Set problem ->
Copy out every record below, word for word.

Data shown ->
::::::::

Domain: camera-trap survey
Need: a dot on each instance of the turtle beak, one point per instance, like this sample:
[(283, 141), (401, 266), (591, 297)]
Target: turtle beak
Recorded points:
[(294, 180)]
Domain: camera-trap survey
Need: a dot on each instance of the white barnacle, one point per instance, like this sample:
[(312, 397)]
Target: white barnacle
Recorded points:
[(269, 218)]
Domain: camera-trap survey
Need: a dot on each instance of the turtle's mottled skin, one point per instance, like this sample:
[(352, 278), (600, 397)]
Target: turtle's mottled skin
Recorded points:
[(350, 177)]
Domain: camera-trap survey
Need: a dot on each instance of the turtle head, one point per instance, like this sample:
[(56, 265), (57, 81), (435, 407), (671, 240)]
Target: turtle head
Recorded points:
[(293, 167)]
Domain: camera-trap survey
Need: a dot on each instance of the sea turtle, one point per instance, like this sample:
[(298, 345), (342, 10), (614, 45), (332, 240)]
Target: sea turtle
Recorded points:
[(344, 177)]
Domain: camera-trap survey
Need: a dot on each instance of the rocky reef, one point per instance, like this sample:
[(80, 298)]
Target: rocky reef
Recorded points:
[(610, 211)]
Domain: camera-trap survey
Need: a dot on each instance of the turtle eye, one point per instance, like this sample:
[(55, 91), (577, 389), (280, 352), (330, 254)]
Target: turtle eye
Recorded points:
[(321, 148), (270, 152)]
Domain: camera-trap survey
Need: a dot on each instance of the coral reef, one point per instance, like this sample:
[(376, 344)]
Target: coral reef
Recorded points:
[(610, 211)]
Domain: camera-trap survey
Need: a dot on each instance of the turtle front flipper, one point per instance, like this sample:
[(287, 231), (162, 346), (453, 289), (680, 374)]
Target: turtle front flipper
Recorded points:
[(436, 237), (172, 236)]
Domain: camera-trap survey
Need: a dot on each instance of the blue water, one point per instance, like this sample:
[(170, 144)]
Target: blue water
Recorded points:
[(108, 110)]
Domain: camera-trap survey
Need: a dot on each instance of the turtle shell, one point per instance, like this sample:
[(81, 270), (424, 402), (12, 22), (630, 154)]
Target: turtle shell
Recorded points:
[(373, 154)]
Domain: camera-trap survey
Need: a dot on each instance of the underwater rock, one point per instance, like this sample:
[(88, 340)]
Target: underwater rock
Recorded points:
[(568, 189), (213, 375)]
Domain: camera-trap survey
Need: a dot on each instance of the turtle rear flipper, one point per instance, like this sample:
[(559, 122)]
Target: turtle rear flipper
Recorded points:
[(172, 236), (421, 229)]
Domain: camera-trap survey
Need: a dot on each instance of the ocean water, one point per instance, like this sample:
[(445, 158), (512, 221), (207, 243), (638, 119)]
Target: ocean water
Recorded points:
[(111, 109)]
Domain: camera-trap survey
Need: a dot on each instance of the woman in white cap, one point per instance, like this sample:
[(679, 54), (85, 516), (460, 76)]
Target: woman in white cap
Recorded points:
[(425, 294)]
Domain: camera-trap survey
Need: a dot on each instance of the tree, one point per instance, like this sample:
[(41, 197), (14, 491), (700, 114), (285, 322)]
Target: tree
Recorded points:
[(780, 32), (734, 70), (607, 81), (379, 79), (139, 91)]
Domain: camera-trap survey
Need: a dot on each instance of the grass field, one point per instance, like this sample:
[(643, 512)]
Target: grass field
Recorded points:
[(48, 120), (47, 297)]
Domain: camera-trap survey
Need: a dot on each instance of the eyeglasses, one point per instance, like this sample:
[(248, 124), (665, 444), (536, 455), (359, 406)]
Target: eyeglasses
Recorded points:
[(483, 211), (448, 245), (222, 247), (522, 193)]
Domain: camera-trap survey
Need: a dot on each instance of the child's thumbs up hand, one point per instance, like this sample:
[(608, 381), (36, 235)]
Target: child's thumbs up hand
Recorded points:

::::::::

Exercise result ->
Domain: camera-trap survey
Need: a dot on each instance of the turtle beak, one point per instance, like this sample:
[(283, 141), (401, 266), (591, 297)]
Target: turtle beak
Recorded points:
[(294, 180)]
Domain: camera-trap survey
Need: a dot on each instance of the white barnacle, one point per instance, like this sample:
[(312, 397)]
Target: white barnacle
Recorded points:
[(269, 218)]
Domain: camera-trap survey
Need: a dot on each instance of the turtle's mottled skin, one point per instance, like this sample:
[(352, 278), (600, 397)]
Target: turtle's mottled skin
Recorded points:
[(350, 177)]
Domain: camera-trap survey
Need: a dot on each instance of the turtle head, one point per instance, like this sample:
[(56, 265), (57, 81), (435, 407), (671, 240)]
Target: turtle head
Recorded points:
[(293, 167)]
Domain: camera-trap survey
Need: a dot on each instance of the sea turtle, one point per instance, like this sample:
[(298, 345), (342, 10), (614, 45), (332, 240)]
Target: sea turtle
Recorded points:
[(344, 177)]
Domain: camera-trap survey
Need: a dot on each instance of the rocky reef, one point per instance, like this sample:
[(80, 298)]
Target: rocky reef
Recorded points:
[(610, 211)]
Domain: camera-trap survey
Need: a dot on each instance of the turtle eye, one point per instance, like this sample:
[(55, 91), (577, 389), (280, 352), (330, 254)]
Target: turtle eye
Recorded points:
[(321, 148), (270, 152)]
Domain: camera-trap survey
Need: a dot on each instance of the coral reef, one point per instance, like this sample:
[(376, 344)]
Target: coral reef
Recorded points:
[(610, 211)]
Domain: camera-trap survey
Need: a dot on each instance of the turtle front flipper, one point per instance, like this sample:
[(287, 231), (162, 346), (453, 289), (680, 374)]
Target: turtle front flipper
Recorded points:
[(436, 237), (172, 236)]
Domain: camera-trap survey
Need: a dot on each instance of the blue water, one point per instance, like this sample:
[(170, 144)]
Target: blue water
Recorded points:
[(108, 110)]
Domain: camera-trap survey
Need: a dot on each instance of the turtle shell, one point per instance, like this sample:
[(81, 270), (424, 402), (12, 22), (630, 154)]
Target: turtle shell
Recorded points:
[(373, 154)]
Domain: camera-trap survey
Need: a dot on each instance of the underwater rock, one point per instance, like this sample:
[(88, 340)]
Target: underwater rock
Recorded points:
[(568, 189), (213, 375)]
Domain: camera-trap survey
Need: a dot on each instance of the turtle rear flipper, one point per instance, like this sample:
[(559, 122)]
Target: turtle rear flipper
Recorded points:
[(172, 236), (421, 229)]
Domain: camera-trap survey
Need: a dot on each instance of the ocean water, one point per instance, like this sample:
[(445, 158), (512, 221), (207, 243), (638, 119)]
Target: ocean water
Recorded points:
[(111, 109)]
Domain: camera-trap survey
Need: a dot on each instance of the woman in white cap, one point per instance, like this sample:
[(679, 54), (85, 516), (460, 76)]
Target: woman in white cap
Recorded points:
[(425, 294)]
Domain: camera-trap survey
Need: a dot on each instance of the tree, one point per instance, like this sample:
[(41, 197), (14, 491), (700, 114), (285, 322)]
Target: tree
Recorded points:
[(780, 32), (734, 70), (607, 81), (379, 79), (139, 91)]
Domain: camera-trap survey
Need: a dot on each instance of the grass field, one point per instance, like this sample:
[(643, 512)]
Target: grass field
Recorded points:
[(48, 120), (47, 297)]
Domain: camera-trap survey
Need: a dot on each instance of the eyeglasses, one point per instance, like this sample:
[(248, 124), (665, 444), (536, 455), (359, 406)]
Target: eyeglasses
Recorded points:
[(483, 211), (448, 245), (222, 247), (522, 193)]
Domain: camera-trap survey
Need: a dot on each instance of the child's thumbs up hand, one point per instance, like this sample:
[(608, 381), (36, 235)]
Target: child's thumbs up hand
Recorded points:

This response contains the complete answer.